▸ Actions to take
[a] According to the passage, to what did Cernan credit his appearance?
[b] In the passage, switch "bull" to "steer" and reproduce the part that opens with the words containing "After an exchange" and closes with "to the core.".
[c] Condense the paragraph of the passage that begins "This Apollo 17 moonwalker, in 1997" into a short bulleted list that keeps its main points.

▸ Passage
####################

After an exchange of stories, review of logistics, drop-off, preparation and seating, lights came up. “The last man on the moon” had a blunt message for Congress. Kindly by disposition, father of a teacher, patriotic and apparently indestructible, Cernan was in no mood to mince words. Asked to speak his mind, he did. Crediting his appearance to “a close encounter with a long horn bull,” he said “I apologize for appearing with this ballroom-brawl-looking complexion … suffice to say, it was natural disaster,” then cut to the core.

This Apollo 17 moonwalker, in 1997, spoke truth to power. “I believe it does not really matter what the date is, whether it be 2012, 2019, 2020 … Of far greater significance is that this Nation have an ambitious, attainable goal that reaches out a generation into the future, a goal the entire country, young and old, government and industry, can get our arms around … a continuing national goal that transcends political boundaries … one that is not changed, one that is not canceled only to be reborn every four years … Can America wait forever to renew our exploration of space?”

####################

▸ Data for analysis
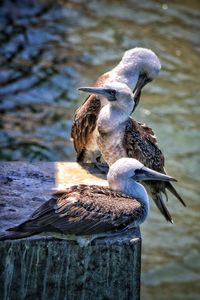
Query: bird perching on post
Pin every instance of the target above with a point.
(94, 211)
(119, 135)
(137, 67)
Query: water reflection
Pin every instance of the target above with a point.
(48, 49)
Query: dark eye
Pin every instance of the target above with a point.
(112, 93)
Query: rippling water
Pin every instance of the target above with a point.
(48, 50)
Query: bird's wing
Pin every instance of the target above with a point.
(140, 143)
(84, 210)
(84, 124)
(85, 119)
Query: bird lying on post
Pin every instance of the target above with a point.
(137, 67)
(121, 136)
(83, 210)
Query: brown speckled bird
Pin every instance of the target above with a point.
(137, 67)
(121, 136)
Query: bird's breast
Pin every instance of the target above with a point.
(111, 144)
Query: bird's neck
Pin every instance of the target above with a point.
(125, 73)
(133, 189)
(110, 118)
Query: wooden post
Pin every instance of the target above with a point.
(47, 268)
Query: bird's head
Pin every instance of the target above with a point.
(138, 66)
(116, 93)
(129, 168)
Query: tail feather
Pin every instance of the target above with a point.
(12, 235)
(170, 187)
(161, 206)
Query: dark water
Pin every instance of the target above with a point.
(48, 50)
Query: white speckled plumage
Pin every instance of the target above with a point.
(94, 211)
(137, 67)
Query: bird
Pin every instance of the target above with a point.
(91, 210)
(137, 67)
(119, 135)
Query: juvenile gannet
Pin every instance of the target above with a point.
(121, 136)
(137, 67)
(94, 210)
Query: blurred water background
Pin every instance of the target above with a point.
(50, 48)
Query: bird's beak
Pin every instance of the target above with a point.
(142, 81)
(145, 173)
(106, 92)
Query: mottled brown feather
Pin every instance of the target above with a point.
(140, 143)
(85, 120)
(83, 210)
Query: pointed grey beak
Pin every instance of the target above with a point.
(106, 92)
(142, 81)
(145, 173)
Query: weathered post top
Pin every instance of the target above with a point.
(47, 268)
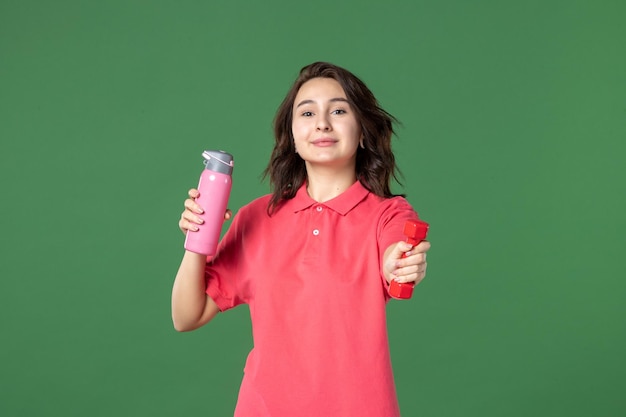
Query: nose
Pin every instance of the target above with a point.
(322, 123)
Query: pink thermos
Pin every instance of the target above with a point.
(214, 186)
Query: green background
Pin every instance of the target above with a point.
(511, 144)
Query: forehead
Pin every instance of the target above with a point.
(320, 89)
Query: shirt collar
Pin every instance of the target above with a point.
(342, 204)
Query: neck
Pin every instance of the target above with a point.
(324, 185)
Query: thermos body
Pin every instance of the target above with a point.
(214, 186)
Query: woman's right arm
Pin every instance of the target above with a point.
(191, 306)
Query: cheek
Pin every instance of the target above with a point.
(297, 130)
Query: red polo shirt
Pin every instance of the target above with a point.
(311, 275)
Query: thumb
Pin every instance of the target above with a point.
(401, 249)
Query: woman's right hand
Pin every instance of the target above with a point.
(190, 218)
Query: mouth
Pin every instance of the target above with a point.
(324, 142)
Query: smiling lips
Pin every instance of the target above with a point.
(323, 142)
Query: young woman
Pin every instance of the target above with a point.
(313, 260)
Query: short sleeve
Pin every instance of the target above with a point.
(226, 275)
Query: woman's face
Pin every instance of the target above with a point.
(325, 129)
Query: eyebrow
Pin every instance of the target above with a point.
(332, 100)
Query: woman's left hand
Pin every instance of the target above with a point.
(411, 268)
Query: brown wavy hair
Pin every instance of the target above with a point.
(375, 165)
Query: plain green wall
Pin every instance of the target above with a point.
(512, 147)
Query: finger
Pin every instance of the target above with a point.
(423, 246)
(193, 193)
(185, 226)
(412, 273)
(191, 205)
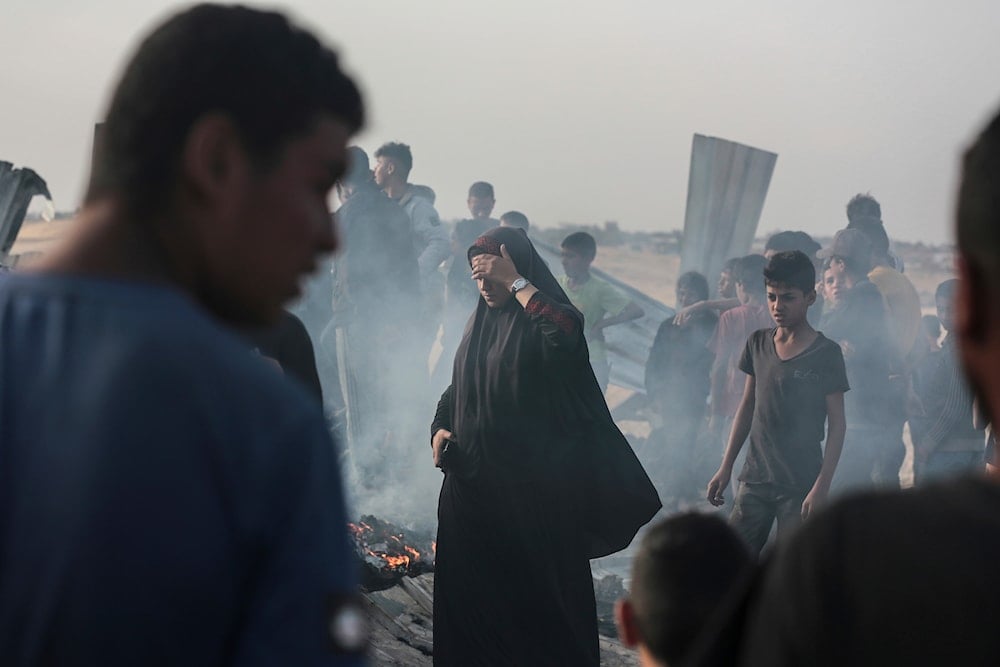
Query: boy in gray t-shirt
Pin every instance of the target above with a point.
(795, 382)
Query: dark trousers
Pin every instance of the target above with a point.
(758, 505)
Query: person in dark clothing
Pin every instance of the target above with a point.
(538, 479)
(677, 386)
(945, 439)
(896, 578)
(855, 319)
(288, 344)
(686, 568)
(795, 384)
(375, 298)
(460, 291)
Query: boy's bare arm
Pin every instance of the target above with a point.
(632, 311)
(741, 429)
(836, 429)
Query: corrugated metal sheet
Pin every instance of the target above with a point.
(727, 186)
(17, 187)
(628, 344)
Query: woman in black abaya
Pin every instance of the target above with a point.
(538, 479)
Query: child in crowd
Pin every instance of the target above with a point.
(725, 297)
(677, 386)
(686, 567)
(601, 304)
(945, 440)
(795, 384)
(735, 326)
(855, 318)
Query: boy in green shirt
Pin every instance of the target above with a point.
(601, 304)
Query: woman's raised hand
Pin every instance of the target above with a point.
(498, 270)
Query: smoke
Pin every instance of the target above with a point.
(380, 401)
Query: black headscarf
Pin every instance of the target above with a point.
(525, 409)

####################

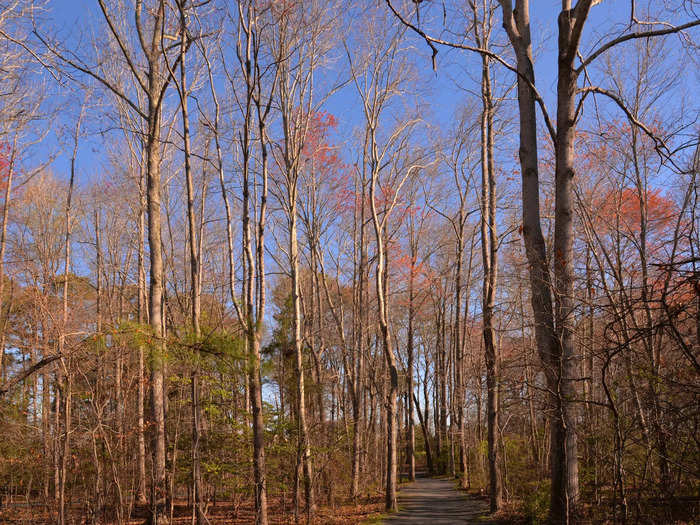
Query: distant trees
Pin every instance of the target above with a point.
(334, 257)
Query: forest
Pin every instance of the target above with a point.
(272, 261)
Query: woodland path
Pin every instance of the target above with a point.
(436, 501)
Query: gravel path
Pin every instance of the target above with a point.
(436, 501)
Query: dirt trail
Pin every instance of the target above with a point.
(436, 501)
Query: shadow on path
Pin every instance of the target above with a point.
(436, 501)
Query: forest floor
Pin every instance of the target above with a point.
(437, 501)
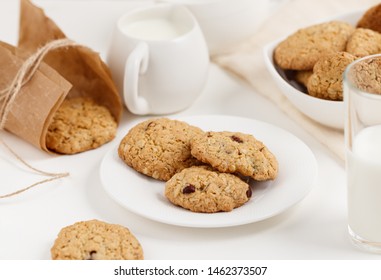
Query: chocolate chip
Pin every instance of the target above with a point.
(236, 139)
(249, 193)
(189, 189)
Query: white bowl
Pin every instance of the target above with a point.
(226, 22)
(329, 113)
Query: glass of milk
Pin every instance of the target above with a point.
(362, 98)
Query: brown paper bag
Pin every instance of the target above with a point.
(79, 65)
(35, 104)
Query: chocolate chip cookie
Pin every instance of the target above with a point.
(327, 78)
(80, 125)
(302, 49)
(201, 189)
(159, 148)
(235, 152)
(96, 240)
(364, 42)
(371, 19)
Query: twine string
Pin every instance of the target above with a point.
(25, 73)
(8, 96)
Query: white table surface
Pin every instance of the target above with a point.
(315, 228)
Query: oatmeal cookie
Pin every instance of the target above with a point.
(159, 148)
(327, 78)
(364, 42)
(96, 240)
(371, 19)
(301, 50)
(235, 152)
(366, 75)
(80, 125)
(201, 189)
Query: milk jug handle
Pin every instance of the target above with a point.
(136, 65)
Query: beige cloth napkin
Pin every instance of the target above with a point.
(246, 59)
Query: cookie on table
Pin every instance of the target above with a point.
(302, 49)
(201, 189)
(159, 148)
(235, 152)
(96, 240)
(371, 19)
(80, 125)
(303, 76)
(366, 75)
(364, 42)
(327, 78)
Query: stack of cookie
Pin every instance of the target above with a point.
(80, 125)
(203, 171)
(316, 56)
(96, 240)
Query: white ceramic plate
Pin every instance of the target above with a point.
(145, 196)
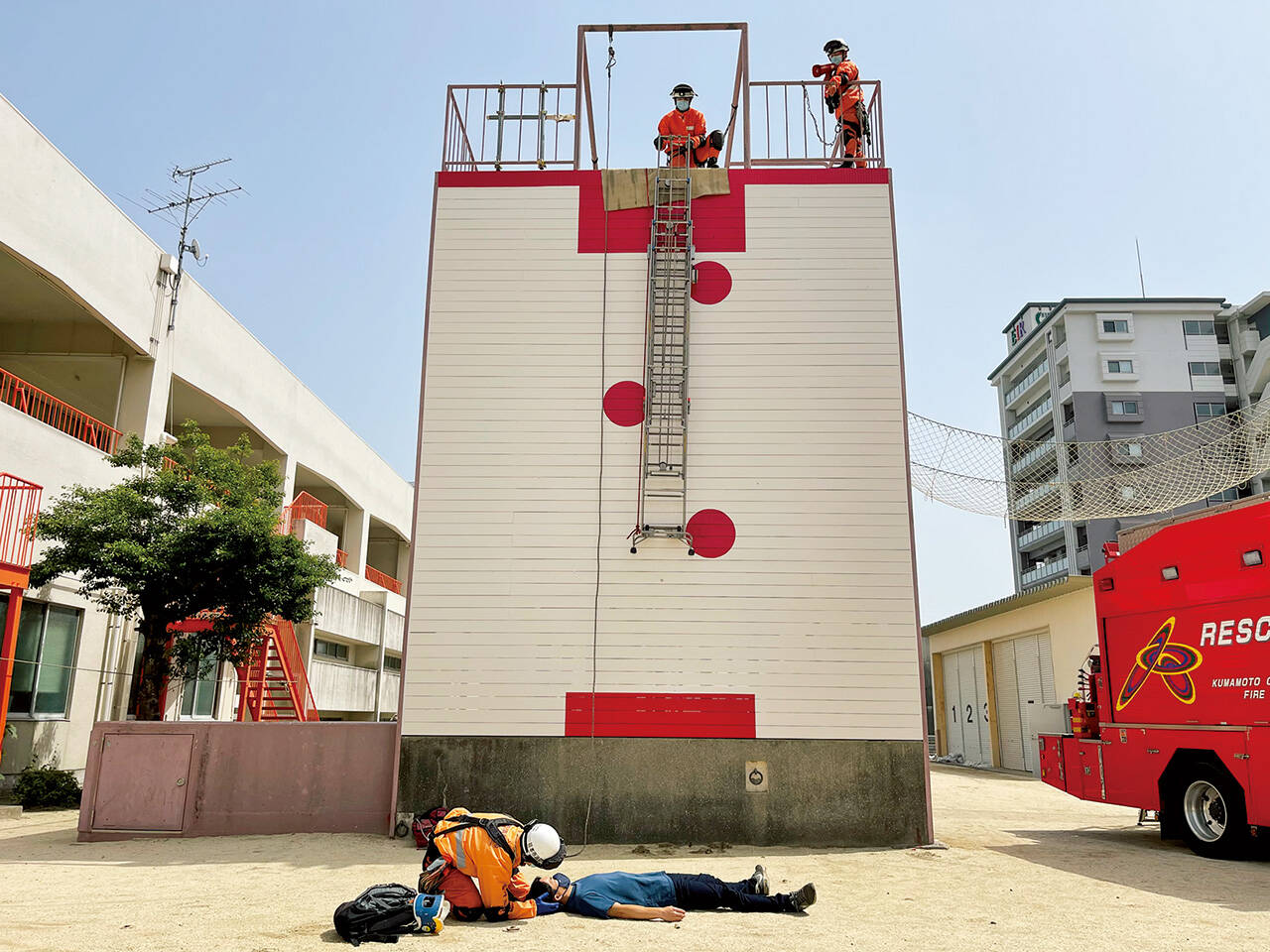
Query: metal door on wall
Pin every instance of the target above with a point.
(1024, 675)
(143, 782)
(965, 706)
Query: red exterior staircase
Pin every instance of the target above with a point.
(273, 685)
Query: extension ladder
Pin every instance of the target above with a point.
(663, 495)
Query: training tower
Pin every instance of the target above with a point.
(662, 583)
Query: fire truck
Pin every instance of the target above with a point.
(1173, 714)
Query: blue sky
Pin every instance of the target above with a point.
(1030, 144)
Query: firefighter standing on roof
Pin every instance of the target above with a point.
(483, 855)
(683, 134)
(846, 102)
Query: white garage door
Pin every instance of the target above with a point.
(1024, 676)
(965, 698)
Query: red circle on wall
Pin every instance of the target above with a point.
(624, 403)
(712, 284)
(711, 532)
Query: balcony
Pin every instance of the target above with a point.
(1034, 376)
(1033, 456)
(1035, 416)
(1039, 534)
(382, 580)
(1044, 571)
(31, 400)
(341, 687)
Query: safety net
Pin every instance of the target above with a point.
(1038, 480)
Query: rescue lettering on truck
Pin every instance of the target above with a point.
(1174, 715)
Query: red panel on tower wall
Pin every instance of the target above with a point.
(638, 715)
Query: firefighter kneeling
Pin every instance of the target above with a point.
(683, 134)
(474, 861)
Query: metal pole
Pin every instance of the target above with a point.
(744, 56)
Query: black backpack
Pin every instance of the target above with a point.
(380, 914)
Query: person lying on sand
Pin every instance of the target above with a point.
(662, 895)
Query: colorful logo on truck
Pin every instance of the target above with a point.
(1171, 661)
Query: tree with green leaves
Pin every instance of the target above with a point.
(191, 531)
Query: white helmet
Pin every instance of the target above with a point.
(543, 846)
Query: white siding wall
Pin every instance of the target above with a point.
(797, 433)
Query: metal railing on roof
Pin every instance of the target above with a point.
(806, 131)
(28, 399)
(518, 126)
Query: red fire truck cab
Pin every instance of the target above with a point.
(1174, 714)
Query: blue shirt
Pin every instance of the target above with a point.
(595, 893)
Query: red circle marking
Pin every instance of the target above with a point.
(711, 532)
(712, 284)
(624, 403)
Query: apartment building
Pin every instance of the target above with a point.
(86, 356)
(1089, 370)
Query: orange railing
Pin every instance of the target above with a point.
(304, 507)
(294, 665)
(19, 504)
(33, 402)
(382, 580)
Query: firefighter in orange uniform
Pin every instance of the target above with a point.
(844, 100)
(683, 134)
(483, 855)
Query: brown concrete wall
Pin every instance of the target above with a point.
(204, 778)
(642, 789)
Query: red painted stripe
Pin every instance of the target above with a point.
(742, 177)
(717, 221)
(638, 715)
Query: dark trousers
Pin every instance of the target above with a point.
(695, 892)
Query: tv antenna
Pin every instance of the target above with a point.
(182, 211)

####################

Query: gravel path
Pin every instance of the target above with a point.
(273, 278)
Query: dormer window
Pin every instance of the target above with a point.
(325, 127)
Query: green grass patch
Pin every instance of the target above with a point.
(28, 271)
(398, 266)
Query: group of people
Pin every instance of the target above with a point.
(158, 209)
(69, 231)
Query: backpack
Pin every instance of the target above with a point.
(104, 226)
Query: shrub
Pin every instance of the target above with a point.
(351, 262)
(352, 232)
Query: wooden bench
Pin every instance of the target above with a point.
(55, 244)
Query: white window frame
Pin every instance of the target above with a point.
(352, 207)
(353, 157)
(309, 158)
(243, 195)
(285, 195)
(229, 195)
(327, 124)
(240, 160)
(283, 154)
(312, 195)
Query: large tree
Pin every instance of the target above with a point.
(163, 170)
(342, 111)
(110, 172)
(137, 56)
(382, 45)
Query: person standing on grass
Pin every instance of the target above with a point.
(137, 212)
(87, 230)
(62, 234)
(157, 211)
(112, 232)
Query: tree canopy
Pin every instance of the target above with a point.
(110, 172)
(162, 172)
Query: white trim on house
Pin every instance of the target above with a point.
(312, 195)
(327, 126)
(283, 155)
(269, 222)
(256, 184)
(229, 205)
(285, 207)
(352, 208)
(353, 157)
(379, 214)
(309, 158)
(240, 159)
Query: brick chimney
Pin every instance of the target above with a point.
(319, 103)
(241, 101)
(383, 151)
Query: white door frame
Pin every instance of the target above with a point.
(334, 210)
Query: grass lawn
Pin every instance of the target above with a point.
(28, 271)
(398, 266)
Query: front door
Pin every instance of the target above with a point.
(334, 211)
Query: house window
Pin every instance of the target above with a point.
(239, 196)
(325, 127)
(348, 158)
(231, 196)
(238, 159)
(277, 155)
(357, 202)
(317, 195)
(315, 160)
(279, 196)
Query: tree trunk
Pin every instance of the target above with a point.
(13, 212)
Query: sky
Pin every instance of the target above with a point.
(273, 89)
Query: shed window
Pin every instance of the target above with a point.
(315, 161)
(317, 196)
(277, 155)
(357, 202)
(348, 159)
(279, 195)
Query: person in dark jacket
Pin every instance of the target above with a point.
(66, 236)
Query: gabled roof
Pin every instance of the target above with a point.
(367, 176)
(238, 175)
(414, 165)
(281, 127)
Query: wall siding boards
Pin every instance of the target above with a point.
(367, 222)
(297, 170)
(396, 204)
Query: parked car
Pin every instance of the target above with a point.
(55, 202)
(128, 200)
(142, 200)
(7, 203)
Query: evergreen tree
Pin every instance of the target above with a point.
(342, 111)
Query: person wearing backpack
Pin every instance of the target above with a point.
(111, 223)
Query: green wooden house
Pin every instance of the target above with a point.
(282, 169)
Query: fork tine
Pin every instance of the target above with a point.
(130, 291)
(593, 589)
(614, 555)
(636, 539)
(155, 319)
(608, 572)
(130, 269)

####################

▸ Numbered answers
[a] He credited it to "a close encounter with a long horn bull."

[b]
After an exchange of stories, review of logistics, drop-off, preparation and seating, lights came up. “The last man on the moon” had a blunt message for Congress. Kindly by disposition, father of a teacher, patriotic and apparently indestructible, Cernan was in no mood to mince words. Asked to speak his mind, he did. Crediting his appearance to “a close encounter with a long horn steer,” he said “I apologize for appearing with this ballroom-brawl-looking complexion … suffice to say, it was natural disaster,” then cut to the core.

[c]
- In 1997, the Apollo 17 moonwalker spoke truth to power.
- He said the exact target date, whether 2012, 2019 or 2020, did not really matter.
- What mattered far more was an ambitious, attainable national goal reaching a generation into the future.
- The whole country, young and old, government and industry, should be able to get its arms around that goal.
- It should transcend political boundaries and not be changed or canceled only to be reborn every four years.
- He asked whether America could wait forever to renew its exploration of space.